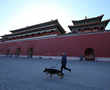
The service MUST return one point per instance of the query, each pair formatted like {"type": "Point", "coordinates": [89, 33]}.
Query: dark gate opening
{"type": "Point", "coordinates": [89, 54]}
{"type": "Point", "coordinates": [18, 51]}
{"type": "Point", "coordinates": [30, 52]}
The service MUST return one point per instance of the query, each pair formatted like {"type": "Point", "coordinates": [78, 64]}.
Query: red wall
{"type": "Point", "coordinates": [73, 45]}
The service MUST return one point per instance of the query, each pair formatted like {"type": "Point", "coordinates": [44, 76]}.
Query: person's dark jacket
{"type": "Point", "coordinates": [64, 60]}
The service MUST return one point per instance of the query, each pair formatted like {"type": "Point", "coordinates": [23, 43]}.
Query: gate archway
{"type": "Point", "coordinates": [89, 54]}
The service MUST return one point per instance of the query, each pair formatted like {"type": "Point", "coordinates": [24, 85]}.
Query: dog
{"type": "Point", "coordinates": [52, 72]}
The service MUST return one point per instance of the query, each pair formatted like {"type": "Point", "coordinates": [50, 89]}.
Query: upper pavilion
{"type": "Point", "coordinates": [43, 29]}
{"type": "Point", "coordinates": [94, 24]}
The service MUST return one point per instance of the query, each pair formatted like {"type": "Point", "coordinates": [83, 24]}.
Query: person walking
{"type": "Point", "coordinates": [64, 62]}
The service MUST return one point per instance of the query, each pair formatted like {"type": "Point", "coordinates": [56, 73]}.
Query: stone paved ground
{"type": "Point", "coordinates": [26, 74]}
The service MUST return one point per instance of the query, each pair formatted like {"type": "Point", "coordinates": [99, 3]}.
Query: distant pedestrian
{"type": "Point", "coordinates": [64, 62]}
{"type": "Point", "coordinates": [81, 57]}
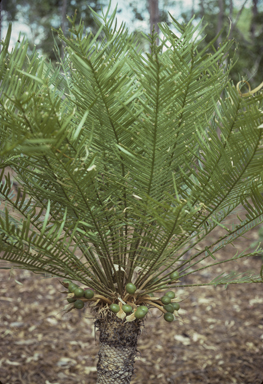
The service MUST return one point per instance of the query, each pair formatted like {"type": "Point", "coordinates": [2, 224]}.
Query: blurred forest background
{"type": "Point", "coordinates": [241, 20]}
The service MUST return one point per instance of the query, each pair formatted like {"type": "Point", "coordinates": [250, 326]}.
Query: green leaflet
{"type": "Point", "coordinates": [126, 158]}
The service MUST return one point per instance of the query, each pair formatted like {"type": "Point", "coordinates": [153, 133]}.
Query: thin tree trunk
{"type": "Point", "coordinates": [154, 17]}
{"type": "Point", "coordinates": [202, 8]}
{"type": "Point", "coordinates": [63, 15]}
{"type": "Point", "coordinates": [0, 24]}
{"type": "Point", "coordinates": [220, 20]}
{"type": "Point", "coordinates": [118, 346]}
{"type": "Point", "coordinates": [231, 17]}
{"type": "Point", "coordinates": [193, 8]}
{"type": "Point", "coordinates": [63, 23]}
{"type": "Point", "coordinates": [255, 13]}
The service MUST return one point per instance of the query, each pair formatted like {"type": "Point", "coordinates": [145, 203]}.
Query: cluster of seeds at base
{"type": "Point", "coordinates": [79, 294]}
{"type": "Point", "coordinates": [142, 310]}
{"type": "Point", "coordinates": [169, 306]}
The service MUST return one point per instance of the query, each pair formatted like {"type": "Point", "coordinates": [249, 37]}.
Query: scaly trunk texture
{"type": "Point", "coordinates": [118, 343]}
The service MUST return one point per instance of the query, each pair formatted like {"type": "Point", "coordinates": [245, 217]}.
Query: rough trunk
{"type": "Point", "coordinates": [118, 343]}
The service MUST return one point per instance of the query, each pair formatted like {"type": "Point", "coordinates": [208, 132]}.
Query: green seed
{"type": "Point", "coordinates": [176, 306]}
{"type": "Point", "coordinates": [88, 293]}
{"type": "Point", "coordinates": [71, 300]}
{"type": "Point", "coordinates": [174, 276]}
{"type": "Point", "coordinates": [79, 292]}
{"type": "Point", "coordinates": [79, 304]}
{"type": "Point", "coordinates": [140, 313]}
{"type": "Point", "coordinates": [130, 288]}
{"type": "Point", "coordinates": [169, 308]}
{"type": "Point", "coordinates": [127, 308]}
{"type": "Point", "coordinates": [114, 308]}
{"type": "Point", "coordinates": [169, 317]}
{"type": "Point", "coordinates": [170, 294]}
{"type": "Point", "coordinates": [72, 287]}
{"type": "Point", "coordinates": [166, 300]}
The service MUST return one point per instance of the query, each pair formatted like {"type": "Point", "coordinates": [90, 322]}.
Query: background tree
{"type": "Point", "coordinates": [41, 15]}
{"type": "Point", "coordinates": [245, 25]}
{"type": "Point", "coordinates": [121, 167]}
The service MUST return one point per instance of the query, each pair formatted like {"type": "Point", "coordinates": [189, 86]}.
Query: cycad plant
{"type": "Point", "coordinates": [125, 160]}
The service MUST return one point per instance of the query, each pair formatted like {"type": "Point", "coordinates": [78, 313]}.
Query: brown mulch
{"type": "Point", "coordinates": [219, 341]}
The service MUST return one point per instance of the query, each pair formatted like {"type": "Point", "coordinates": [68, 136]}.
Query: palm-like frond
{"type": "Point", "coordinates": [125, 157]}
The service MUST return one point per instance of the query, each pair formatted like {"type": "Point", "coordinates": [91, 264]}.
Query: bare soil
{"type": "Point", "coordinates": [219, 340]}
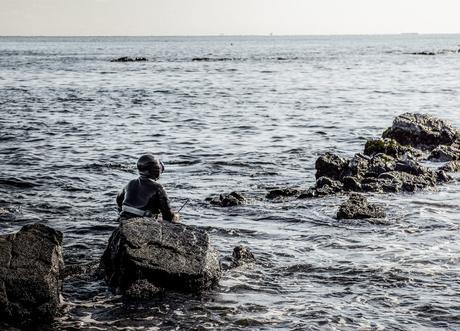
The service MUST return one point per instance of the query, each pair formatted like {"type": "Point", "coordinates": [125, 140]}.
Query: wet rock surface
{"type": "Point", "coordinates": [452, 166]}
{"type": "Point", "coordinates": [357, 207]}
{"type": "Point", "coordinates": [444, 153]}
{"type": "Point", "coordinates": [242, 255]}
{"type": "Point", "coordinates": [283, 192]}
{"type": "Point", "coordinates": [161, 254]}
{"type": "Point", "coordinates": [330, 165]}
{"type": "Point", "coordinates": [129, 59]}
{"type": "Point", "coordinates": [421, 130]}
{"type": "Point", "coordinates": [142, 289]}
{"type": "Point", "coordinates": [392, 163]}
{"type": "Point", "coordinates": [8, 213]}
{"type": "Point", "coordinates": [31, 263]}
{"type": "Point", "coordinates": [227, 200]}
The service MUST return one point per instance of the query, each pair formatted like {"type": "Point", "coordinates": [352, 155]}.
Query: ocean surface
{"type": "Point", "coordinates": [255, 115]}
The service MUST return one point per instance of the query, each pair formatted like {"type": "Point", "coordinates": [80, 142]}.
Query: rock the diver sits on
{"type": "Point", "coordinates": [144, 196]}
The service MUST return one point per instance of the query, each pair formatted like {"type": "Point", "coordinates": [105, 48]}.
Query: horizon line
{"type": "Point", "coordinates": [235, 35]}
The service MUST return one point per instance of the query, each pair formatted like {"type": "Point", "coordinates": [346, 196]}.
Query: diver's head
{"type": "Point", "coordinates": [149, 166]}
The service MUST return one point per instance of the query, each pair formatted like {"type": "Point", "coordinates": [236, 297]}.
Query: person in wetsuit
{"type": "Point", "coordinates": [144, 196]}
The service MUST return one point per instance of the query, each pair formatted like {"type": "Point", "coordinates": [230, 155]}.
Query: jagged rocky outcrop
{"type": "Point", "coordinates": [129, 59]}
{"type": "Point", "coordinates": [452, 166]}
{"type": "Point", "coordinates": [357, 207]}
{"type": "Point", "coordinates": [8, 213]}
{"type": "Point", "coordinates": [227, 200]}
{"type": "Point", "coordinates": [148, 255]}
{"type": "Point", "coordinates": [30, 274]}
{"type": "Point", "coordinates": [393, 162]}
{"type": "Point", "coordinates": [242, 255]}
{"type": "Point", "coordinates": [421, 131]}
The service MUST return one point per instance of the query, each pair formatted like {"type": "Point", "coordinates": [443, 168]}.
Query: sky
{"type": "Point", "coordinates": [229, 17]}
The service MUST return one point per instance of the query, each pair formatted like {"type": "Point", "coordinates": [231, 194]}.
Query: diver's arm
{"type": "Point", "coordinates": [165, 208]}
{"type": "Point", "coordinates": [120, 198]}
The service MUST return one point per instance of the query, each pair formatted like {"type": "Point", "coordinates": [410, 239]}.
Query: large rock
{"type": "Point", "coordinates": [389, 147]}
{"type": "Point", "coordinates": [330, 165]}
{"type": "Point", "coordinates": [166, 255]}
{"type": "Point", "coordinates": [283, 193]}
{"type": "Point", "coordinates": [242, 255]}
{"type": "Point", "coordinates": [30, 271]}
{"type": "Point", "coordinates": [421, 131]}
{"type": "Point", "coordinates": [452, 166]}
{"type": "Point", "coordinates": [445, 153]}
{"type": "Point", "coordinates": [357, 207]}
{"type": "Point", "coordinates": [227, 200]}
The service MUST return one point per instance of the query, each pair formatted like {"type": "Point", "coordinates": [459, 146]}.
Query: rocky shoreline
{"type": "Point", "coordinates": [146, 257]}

========================================================================

### What is asked
From the material above, extract each line in which the string "diver" appears, and reproduce every such line in full.

### Exercise response
Query: rock the diver sits on
Query: diver's head
Query: diver's arm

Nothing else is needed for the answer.